* Text section:
A state appeals court has upheld a Mississippi district’s decision to not renew a teacher’s contract for disciplinary reasons, despite her claims that school officials were biased against her.

The board of the 6,000-student Columbus school system decided not to keep Flora Brown for the 1995-96 school year after she was charged with “neglect of duty, insubordination, defiance of authority, tardiness, and excessive absences from her classroom,” according to the April 7 opinion.

District officials also had previously suspended Ms. Brown after she allegedly took pictures at a closed meeting.

Ms. Brown had argued that the district was biased against her because the hearing officer who reviewed the nonrenewal of her contract had a close relationship with the superintendent and they had been involved in her earlier suspension.

Driver Charged in Deaths

A Tennessee grand jury has indicted the driver of a bus that crashed there last month, killing a teacher and a student returning from an academic fair.

Shirley J. Rook was charged April 15 with two counts of vehicular homicide and two counts of criminally negligent homicide, as well as one count each of aggravated assault and reckless endangerment. All are felonies.

Ms. Rook worked as a driver and trainer for the 10,500-student Blount County district’s school bus contractor, Rocky Top Tours in Pigeon Forge.

* Dataset entries:

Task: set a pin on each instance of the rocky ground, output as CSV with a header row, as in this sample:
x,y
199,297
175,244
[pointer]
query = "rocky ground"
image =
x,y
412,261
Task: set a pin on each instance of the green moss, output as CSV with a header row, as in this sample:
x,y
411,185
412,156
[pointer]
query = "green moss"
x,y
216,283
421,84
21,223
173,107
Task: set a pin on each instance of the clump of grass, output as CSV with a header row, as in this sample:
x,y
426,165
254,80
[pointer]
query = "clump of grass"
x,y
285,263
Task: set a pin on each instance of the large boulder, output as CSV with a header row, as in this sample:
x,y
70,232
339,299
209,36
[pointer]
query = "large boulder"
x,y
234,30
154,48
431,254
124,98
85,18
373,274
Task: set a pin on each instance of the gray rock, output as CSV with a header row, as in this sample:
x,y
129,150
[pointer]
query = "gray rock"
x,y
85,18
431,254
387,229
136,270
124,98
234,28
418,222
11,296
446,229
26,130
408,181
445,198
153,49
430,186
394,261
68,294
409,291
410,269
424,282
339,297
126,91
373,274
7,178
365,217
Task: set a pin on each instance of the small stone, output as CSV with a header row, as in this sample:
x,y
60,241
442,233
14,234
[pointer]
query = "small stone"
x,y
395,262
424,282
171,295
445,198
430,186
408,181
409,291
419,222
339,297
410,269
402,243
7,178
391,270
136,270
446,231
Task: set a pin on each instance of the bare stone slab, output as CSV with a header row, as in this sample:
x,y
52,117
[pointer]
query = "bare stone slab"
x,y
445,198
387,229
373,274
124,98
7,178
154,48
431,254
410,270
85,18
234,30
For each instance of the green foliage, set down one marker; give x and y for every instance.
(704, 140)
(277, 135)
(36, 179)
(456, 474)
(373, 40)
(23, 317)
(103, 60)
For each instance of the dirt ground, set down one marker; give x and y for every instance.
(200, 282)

* Task objective: Please write out, word for word, the part of the education news briefs starting at "Shirley J. Rook" and ending at "in Pigeon Forge.". The lines play no part in this work.

* Result of the exercise:
Shirley J. Rook was charged April 15 with two counts of vehicular homicide and two counts of criminally negligent homicide, as well as one count each of aggravated assault and reckless endangerment. All are felonies.

Ms. Rook worked as a driver and trainer for the 10,500-student Blount County district’s school bus contractor, Rocky Top Tours in Pigeon Forge.